◆ Supplied text ◆
======
Senate debates

Tuesday, 1 December 2020


Australia's Family Law System Joint Select Committee; Corrigenda to Report

5:42 pm

Photo of Larissa WatersLarissa Waters (Queensland, Australian Greens) Share this | | Hansard source

A corrigendum to the report of the Joint Select Committee on Australia's Family Law System was tabled earlier today. The Greens opposed this inquiry from the outset, not because the family law system can't be improved but because initiating another inquiry while so many recommendations from previous inquires remained on the shelf would delay action, and because the inquiry had been politicised by unfounded public comments made by the deputy chair regarding women allegedly abusing the system to punish men and allegedly lying about family and domestic violence.

Specialist services across the women's safety sector raised the same concerns about this inquiry. They reported that survivors were contacting them terrified that the inquiry would embolden their abusers and concerned they would not be believed when they spoke about family violence. Throughout the inquiry, we heard from nearly 1,700 submitters sharing their experiences of the family law system. This has largely re-agitated issues discussed at length in previous inquiries, highlighting the extent to which matters in the family law system are impacted by the scourge of family and domestic violence. Meanwhile, women continue to be killed. We are now at the stage where 48 women have been killed by violence this year.

We know that the COVID crisis has turbocharged the risks that face women and children. The Australian Institute of Criminology found that one in 10 women in a relationship this year has experienced intimate partner violence during the pandemic, many either for the first time or with increased severity. Women are seeking refuge from abusive relationships at record rates. It's exposing the constrained capacity of our prevention programs and support systems for housing, counselling, and financial and legal advice. Without more funding, services like the Women's Legal Service are currently having to turn away nearly half of the women that seek their help. The Family Court is overworked and underfunded. It leads to significant delays in the resolution of complex matters.

We know what needs to happen. Countless recommendations from previous inquiries have set it out. The government should urgently respond to the ALRC's family law inquiry report and ensure that child safety is at the heart of family law reforms. The government should also immediately repeal the presumption of shared parental responsibility—a presumption that, despite its intentions, leads to a culture of entitlement that emboldens abusers to weaponise access to children in disputes. The government needs to implement a national accreditation scheme for family report writers and to facilitate access to superannuation in family law matters as it promised to do in the 2018 Women's Economic Security Statement. The government must also properly fund the Family Court, the Federal Circuit Court, legal aid and women's legal services, to ensure that families have access to legal support and do not experience unnecessary delays in resolving family law disputes.

The government, finally, should abandon plans to merge the Family Court and the Federal Circuit Court—which, of course, just passed the House approximately 20 minutes ago—in light of the concerns expressed by the legal profession, by former judges, by the Law Council and by the women's safety sector. Those concerns are that the merger will jeopardise the expertise needed to manage complex family matters, especially those involving domestic and family violence.

The issues raised in this inquiry are not new. The solutions are not mysterious. The government knows what needs to be done to ensure the family law system can support families and protect those escaping family violence. It just needs to get on and do it.
======
◆ Entries shown ◆

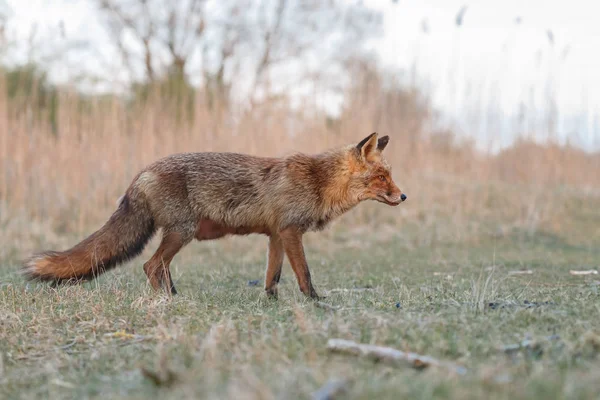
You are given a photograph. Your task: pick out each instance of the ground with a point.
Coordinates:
(417, 287)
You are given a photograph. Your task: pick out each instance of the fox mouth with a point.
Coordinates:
(389, 201)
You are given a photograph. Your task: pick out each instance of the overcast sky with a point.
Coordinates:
(490, 60)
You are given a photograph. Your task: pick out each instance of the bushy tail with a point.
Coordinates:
(122, 237)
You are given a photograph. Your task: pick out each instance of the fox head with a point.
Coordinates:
(371, 175)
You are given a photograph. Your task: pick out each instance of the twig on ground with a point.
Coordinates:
(346, 290)
(390, 355)
(326, 306)
(521, 272)
(587, 272)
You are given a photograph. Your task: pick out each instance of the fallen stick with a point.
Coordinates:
(588, 272)
(332, 389)
(346, 290)
(521, 272)
(326, 306)
(390, 355)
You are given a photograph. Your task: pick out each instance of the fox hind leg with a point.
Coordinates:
(274, 264)
(157, 268)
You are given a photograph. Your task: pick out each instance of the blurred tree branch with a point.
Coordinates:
(234, 43)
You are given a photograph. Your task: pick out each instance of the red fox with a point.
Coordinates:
(209, 195)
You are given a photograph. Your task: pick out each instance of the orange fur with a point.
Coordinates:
(209, 195)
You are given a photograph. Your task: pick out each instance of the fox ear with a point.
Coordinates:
(382, 142)
(366, 146)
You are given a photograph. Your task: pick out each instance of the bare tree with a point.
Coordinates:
(233, 42)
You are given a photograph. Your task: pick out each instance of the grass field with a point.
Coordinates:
(453, 297)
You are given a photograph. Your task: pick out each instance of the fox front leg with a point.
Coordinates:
(274, 264)
(292, 244)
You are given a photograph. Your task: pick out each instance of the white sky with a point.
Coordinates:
(488, 62)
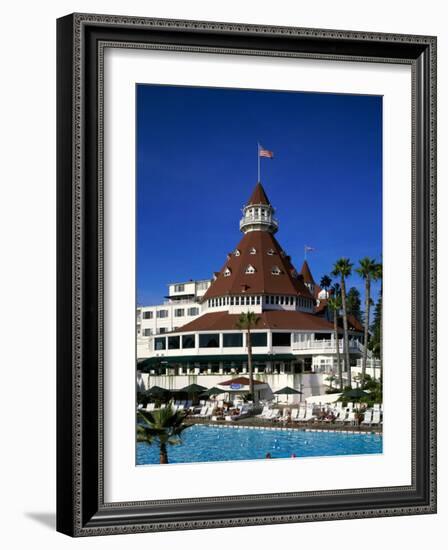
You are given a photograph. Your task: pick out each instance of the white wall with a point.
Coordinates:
(27, 219)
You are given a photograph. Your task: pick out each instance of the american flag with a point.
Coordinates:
(265, 153)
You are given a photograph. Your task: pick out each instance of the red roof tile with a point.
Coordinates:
(262, 281)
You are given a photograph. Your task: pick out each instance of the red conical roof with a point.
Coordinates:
(306, 274)
(261, 251)
(258, 196)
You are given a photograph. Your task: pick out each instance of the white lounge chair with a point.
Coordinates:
(367, 418)
(342, 417)
(301, 413)
(309, 415)
(294, 414)
(264, 412)
(376, 418)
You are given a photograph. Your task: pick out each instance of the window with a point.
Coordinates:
(259, 339)
(209, 340)
(233, 340)
(159, 344)
(281, 339)
(173, 342)
(188, 341)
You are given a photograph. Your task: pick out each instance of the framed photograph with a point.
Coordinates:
(246, 274)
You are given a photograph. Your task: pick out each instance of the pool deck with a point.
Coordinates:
(316, 426)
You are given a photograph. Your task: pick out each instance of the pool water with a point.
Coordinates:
(209, 443)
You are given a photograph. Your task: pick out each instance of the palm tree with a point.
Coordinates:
(343, 269)
(325, 284)
(335, 304)
(368, 270)
(248, 321)
(163, 425)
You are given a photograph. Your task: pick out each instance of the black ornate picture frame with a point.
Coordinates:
(81, 509)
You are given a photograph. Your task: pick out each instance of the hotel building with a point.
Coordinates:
(192, 337)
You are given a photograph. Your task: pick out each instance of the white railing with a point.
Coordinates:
(326, 345)
(258, 219)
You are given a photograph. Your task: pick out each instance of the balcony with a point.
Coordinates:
(327, 346)
(259, 219)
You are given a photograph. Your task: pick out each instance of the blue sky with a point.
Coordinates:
(197, 166)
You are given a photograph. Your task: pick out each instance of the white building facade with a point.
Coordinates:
(193, 337)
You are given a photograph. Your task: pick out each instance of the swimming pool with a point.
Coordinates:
(214, 443)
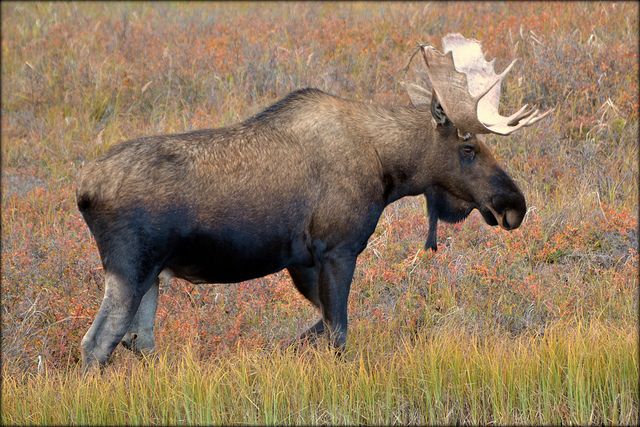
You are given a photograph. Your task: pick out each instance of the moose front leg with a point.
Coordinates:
(335, 278)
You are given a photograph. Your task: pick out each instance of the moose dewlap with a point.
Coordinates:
(299, 186)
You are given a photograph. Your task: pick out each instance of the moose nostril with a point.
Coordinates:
(513, 218)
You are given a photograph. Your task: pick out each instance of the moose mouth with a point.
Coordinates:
(508, 219)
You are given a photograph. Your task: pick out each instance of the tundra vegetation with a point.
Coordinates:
(536, 325)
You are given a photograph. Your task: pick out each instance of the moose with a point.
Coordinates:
(299, 186)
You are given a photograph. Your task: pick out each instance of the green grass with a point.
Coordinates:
(574, 374)
(537, 325)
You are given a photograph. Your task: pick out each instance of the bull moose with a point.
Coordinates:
(299, 186)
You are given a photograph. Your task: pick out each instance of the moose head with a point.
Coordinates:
(464, 102)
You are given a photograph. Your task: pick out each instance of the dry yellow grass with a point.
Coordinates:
(534, 326)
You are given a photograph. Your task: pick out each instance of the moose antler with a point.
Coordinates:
(468, 88)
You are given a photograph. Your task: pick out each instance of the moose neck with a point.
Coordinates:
(403, 139)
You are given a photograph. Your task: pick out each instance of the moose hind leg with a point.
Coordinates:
(306, 281)
(334, 285)
(122, 297)
(140, 338)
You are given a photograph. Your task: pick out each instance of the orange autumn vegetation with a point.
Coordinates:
(78, 78)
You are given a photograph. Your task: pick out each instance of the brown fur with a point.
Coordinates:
(300, 186)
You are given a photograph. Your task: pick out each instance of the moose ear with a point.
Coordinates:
(438, 112)
(417, 94)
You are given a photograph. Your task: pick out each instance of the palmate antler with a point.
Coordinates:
(468, 89)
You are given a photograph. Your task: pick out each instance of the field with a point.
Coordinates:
(537, 325)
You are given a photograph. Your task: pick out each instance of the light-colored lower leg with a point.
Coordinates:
(117, 310)
(140, 338)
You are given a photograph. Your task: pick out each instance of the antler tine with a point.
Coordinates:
(468, 88)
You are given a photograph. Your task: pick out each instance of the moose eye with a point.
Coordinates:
(468, 149)
(468, 152)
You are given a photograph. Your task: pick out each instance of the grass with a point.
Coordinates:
(538, 325)
(570, 375)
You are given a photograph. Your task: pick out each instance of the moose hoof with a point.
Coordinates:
(138, 343)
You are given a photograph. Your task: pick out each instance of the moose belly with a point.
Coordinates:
(230, 257)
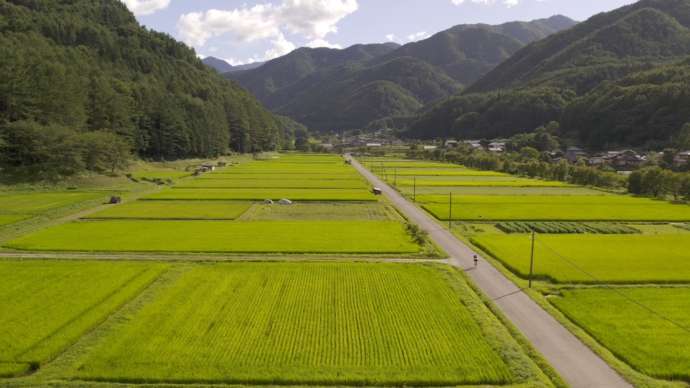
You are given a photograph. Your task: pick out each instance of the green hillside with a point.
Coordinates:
(74, 68)
(618, 79)
(329, 89)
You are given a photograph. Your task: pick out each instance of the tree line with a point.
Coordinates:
(83, 77)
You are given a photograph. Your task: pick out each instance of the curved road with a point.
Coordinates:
(578, 365)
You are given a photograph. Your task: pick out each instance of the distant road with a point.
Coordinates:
(578, 365)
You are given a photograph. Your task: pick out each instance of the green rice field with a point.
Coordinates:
(6, 219)
(662, 258)
(323, 324)
(222, 237)
(18, 206)
(47, 305)
(473, 181)
(257, 194)
(194, 210)
(555, 208)
(647, 342)
(323, 211)
(38, 202)
(260, 183)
======
◆ What the task asks ◆
Drawing on the Senate speech on the family law system, explain in one to three sentences why the Greens opposed the joint select committee's inquiry.

◆ Solution for this problem ◆
The Greens opposed the inquiry because starting another one while many recommendations from previous inquiries remained unimplemented would delay action. They also considered that the inquiry had been politicized by the deputy chair's unfounded public comments alleging that women abuse the system to punish men and lie about family and domestic violence.